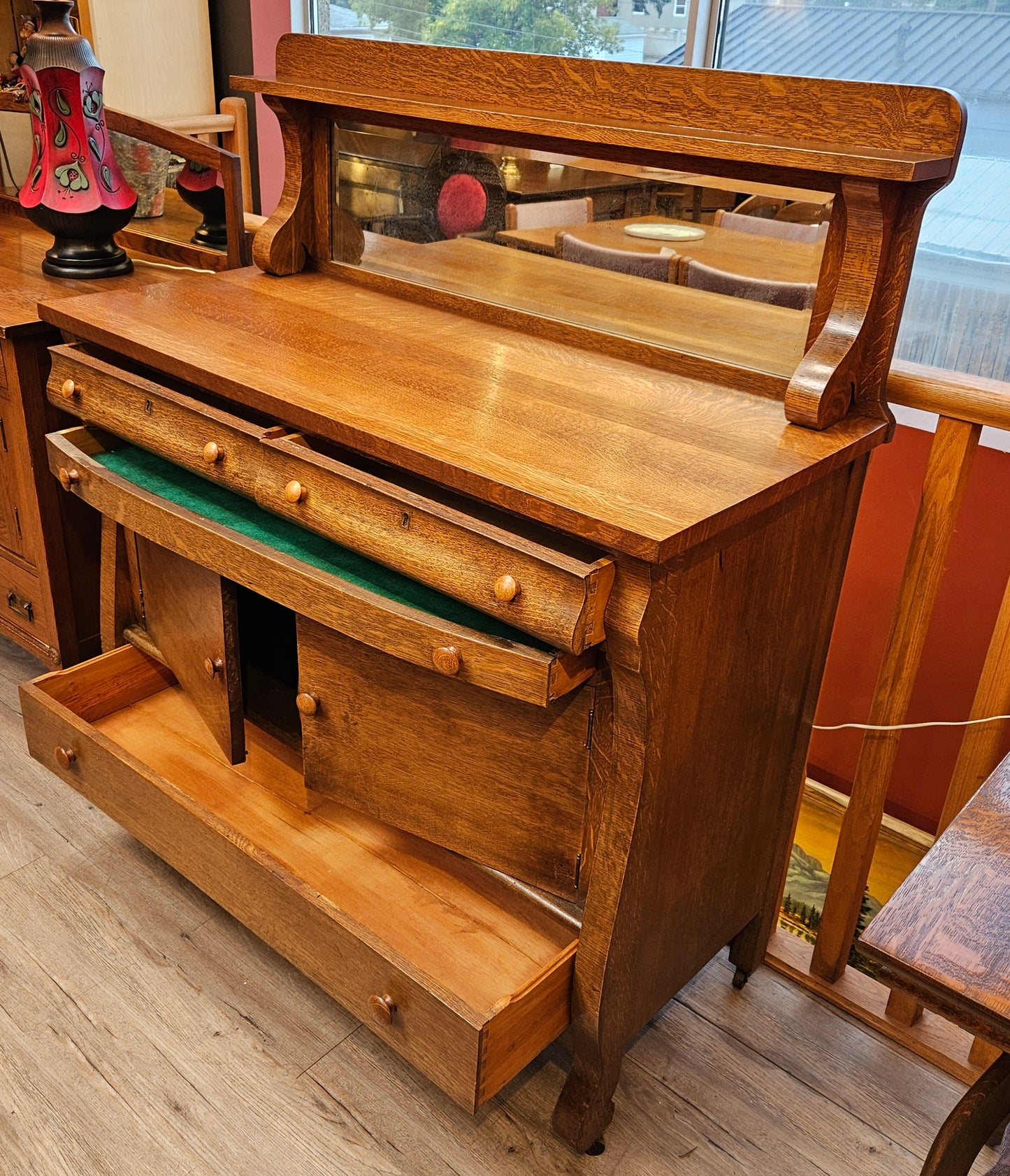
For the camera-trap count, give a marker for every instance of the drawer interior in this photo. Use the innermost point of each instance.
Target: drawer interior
(232, 510)
(479, 972)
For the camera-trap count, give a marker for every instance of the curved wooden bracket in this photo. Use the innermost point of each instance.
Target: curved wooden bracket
(300, 227)
(825, 384)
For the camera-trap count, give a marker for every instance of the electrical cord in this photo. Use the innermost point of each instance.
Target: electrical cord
(906, 727)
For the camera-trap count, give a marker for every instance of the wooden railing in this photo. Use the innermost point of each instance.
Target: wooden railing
(965, 403)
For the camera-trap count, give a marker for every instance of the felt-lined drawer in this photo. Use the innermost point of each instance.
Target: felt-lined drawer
(312, 575)
(456, 972)
(210, 443)
(556, 596)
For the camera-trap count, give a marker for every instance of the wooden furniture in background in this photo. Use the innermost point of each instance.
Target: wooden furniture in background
(965, 405)
(482, 450)
(743, 253)
(170, 240)
(944, 940)
(48, 545)
(658, 266)
(698, 275)
(546, 213)
(231, 127)
(767, 339)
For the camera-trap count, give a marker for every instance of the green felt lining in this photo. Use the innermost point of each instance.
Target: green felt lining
(229, 510)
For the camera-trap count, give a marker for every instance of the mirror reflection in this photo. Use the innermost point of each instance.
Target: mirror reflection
(693, 262)
(179, 200)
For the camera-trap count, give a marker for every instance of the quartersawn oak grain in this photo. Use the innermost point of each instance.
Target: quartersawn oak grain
(728, 527)
(445, 762)
(663, 461)
(521, 672)
(338, 888)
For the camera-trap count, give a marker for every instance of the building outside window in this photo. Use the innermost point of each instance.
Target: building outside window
(960, 299)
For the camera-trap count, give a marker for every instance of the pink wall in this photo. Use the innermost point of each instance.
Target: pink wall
(270, 19)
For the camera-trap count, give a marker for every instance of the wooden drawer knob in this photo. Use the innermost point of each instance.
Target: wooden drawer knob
(307, 702)
(506, 588)
(382, 1009)
(447, 660)
(65, 756)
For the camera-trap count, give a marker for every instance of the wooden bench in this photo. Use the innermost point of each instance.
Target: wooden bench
(944, 938)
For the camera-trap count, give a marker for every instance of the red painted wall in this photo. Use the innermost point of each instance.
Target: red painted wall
(977, 569)
(270, 19)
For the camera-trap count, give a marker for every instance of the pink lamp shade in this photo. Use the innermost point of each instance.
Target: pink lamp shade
(74, 189)
(462, 205)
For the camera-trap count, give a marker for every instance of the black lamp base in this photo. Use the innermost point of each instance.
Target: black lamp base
(68, 258)
(84, 245)
(212, 236)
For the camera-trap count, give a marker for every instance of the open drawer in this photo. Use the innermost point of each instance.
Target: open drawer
(319, 579)
(536, 581)
(463, 976)
(214, 443)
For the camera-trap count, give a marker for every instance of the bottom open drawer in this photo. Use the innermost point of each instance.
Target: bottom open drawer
(463, 976)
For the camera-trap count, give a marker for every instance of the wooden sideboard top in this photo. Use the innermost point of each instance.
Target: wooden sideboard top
(22, 284)
(635, 459)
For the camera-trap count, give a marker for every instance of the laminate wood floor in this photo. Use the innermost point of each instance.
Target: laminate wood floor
(145, 1031)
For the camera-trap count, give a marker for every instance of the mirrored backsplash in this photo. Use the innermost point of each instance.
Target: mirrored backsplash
(691, 262)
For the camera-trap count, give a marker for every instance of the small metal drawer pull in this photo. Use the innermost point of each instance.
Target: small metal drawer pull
(506, 589)
(382, 1008)
(307, 703)
(65, 756)
(20, 605)
(446, 660)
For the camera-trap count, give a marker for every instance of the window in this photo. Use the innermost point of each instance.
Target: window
(622, 29)
(960, 298)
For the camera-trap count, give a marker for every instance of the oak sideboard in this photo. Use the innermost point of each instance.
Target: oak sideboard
(465, 610)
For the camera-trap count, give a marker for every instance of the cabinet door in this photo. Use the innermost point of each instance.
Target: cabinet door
(191, 615)
(499, 780)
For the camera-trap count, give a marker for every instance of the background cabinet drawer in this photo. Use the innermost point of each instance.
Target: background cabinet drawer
(458, 973)
(498, 780)
(22, 603)
(208, 441)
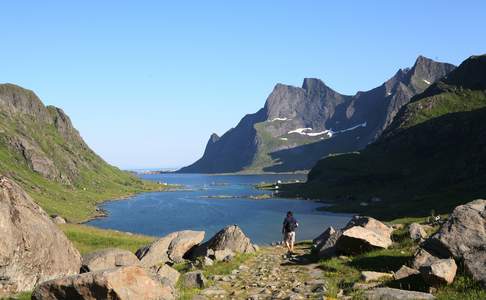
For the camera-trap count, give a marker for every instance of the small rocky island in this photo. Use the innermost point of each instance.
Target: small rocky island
(367, 259)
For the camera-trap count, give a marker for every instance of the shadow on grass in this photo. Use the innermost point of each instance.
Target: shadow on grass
(381, 263)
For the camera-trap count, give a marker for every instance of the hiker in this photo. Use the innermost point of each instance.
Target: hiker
(288, 231)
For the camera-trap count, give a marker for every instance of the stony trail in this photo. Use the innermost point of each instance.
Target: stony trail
(271, 275)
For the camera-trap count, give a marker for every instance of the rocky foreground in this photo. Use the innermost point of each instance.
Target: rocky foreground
(35, 255)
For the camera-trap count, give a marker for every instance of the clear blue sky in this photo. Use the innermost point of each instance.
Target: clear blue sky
(147, 82)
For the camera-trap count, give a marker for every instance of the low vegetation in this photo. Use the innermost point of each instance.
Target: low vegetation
(343, 272)
(88, 239)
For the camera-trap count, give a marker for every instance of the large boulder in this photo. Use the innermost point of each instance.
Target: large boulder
(230, 238)
(371, 224)
(32, 248)
(166, 273)
(463, 237)
(362, 234)
(405, 272)
(107, 259)
(119, 283)
(194, 279)
(327, 242)
(423, 258)
(417, 232)
(358, 239)
(171, 248)
(323, 236)
(395, 294)
(439, 272)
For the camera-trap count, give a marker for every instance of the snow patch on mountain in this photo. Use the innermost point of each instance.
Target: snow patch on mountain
(300, 130)
(280, 119)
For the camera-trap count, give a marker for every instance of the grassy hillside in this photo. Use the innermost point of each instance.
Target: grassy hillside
(41, 150)
(433, 156)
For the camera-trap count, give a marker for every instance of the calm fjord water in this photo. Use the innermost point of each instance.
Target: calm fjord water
(193, 208)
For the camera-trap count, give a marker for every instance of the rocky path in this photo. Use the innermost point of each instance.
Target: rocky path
(270, 275)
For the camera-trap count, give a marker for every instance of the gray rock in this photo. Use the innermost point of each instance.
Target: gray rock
(362, 234)
(194, 279)
(371, 224)
(395, 294)
(107, 259)
(123, 283)
(423, 258)
(475, 265)
(327, 246)
(223, 255)
(324, 236)
(463, 237)
(357, 239)
(56, 219)
(230, 238)
(439, 272)
(170, 248)
(32, 248)
(167, 272)
(404, 272)
(368, 276)
(207, 261)
(417, 232)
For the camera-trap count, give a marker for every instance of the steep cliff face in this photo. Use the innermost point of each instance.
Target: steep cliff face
(432, 156)
(298, 126)
(42, 151)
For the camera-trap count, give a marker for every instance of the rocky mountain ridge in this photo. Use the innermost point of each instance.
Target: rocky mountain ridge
(45, 154)
(432, 153)
(298, 126)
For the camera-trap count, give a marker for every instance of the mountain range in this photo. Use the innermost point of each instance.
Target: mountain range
(299, 126)
(42, 151)
(432, 157)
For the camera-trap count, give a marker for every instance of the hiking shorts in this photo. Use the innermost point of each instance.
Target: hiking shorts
(289, 237)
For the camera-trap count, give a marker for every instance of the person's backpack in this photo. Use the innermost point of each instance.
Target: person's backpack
(290, 225)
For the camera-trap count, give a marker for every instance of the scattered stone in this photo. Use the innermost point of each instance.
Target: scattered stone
(423, 258)
(417, 232)
(194, 279)
(395, 294)
(119, 283)
(57, 219)
(213, 292)
(327, 243)
(167, 272)
(324, 236)
(32, 248)
(170, 248)
(475, 264)
(370, 224)
(365, 286)
(440, 272)
(398, 226)
(231, 237)
(463, 237)
(223, 255)
(107, 259)
(368, 276)
(404, 272)
(358, 239)
(207, 261)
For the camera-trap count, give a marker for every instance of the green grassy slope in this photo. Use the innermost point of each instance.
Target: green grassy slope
(74, 179)
(433, 156)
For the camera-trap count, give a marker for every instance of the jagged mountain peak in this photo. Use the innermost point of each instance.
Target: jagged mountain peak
(213, 138)
(299, 125)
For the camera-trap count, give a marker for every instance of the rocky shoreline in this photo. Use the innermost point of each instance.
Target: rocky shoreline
(230, 266)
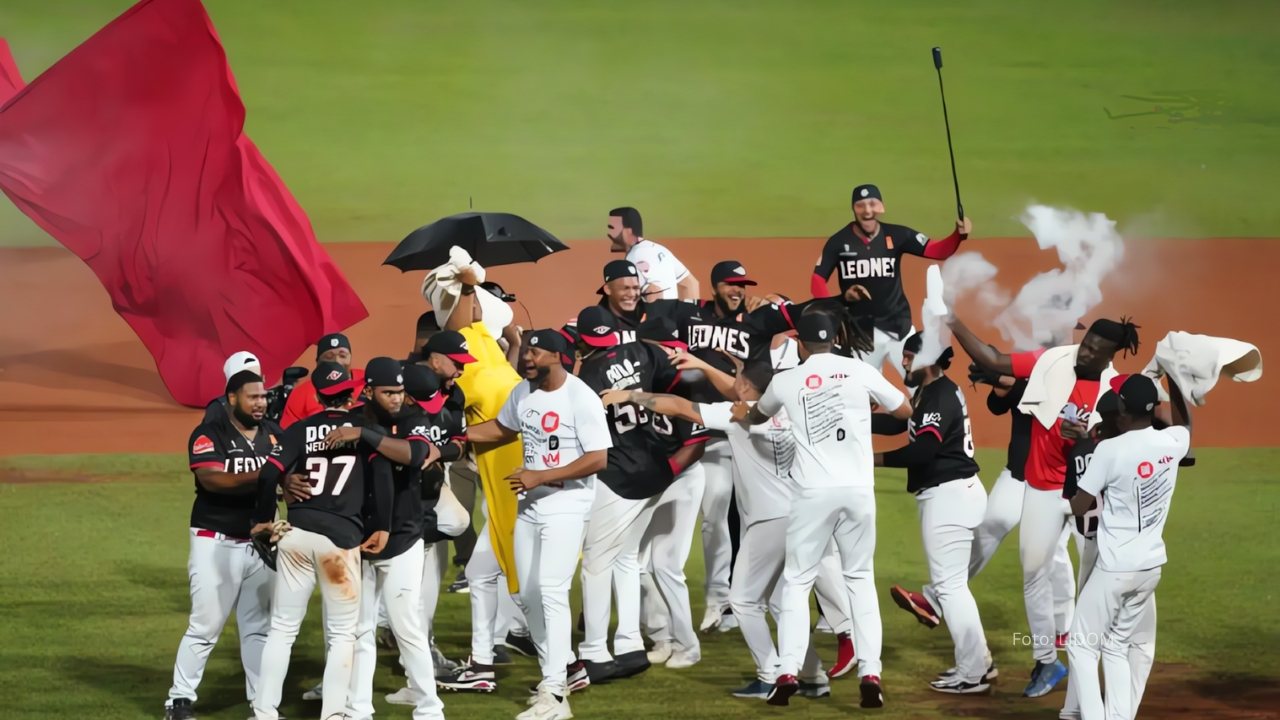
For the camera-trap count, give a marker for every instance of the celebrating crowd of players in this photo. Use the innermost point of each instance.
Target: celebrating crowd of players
(622, 427)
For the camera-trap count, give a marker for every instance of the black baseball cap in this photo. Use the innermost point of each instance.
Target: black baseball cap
(867, 192)
(384, 372)
(551, 341)
(451, 343)
(616, 269)
(730, 272)
(816, 327)
(598, 327)
(1138, 395)
(332, 341)
(332, 378)
(424, 387)
(663, 331)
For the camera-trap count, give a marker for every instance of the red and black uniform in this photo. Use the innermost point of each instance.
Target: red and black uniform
(338, 478)
(218, 445)
(873, 263)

-- -- --

#### TASK STATEMENT
Retype the portion of the data above that starts on the line with "the low vegetation" and finishes on the line with "the rocky path", including both of those lines.

#### SOLUTION FOR THIS TASK
For the camera-trap count, give a marker for every instance of the low vegetation in this photo. Use the innermost point of each instance.
Target: low vegetation
(343, 272)
(88, 239)
For the camera-trap count, give a marker for every instance of the large boulder in this photo. Use the innermost point of each instance.
Target: large boulder
(230, 238)
(371, 224)
(32, 248)
(166, 273)
(463, 237)
(362, 234)
(405, 272)
(107, 259)
(119, 283)
(194, 279)
(327, 242)
(423, 258)
(417, 232)
(358, 239)
(171, 248)
(323, 236)
(395, 294)
(439, 272)
For the camera-trap count, give a marker for every instance of the snow patch on mountain in this photo. Use the innermost point of each instance.
Target: snow patch on mountain
(300, 130)
(280, 119)
For the camera-trap count, give a marker for every instance of the grassy hillside in this photo. Use the innermost point of each instance.
Target: grassy hillside
(41, 150)
(433, 156)
For the camera-trap count, give a marker for every instance of the calm fjord water in this photo. Use the innermost point of each instance.
Target: calm fjord water
(193, 208)
For the camera-trap count, give a marker for every instance of the rocky path in this photo. Use the innermost point of each instance.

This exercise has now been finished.